* WHAT IS REQUIRED: In Frederick Humble's story below, where were the survivors of the torpedoed Thorshavet landed?

* DOCUMENT:
________

Frederick Humble's Story – Norwegian Thorshavet, later British Hopestar
(the Wallsend Shipping Co.'s 5627 gt Hopestar, built in 1936, disappeared without a trace in heavy weather in the North Atlantic in Nov.-1948, when on a voyage in ballast from Newcastle to Philadelphia, having departed Tyne on Nov. 2. The captain had reported weather damage to her deep tank on Nov. 14).
Received from Edward Holmes (see this Guestbook message)

Fred's story is a really tragic tale.

Born in 1920 in  Shieldfield and educated at St Dominics Fred decided to follow his father into a life at sea with the merchant navy joining up around 1936. He had a few good years before the war started but then he had to run the gauntlet of the U-boats. On November 6th 1942 Fred can be definitely placed among the survivors of a torpedoed Norwegian Merchant vessel the M/T Thorshavet, which sank in the Caribbean. Fred and the rest of the survivors were picked by a Destroyer and landed at Curacao the next day.

________

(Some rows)
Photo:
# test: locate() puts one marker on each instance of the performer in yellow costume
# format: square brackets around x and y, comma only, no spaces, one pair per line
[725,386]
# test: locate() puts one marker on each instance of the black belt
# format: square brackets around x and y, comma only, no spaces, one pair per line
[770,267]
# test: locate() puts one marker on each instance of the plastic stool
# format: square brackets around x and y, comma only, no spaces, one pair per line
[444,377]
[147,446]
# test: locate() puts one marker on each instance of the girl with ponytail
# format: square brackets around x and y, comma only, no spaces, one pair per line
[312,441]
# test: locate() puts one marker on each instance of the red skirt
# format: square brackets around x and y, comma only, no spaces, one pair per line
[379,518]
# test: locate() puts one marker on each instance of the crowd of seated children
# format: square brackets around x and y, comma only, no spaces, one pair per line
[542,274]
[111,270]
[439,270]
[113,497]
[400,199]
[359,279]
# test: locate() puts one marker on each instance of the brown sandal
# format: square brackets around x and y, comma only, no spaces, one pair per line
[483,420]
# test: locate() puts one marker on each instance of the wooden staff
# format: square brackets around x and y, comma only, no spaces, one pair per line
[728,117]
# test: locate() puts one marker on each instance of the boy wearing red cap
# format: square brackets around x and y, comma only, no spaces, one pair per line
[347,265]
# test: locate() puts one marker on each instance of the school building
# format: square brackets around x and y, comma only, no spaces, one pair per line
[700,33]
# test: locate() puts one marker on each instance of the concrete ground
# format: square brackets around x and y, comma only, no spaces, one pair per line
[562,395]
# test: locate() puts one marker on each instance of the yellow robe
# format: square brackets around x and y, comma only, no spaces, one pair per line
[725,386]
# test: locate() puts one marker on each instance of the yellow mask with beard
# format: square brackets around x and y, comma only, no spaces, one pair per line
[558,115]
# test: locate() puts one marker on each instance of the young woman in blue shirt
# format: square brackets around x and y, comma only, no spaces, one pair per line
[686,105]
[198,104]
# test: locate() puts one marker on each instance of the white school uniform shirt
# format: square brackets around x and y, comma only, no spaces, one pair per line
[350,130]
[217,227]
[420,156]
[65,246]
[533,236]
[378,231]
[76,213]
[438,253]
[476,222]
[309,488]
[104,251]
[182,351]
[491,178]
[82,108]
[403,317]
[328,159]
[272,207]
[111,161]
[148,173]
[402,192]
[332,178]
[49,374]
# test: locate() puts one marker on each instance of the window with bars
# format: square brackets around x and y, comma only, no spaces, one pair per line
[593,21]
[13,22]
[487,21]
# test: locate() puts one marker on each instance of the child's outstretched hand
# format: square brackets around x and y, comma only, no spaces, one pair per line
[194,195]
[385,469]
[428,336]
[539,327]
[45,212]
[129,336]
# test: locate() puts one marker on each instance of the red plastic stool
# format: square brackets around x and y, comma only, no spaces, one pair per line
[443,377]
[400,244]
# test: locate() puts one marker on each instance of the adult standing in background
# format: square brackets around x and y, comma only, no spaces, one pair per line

________

* COMPLETE RESPONSE: At Curacao, the day after they were picked up by a destroyer.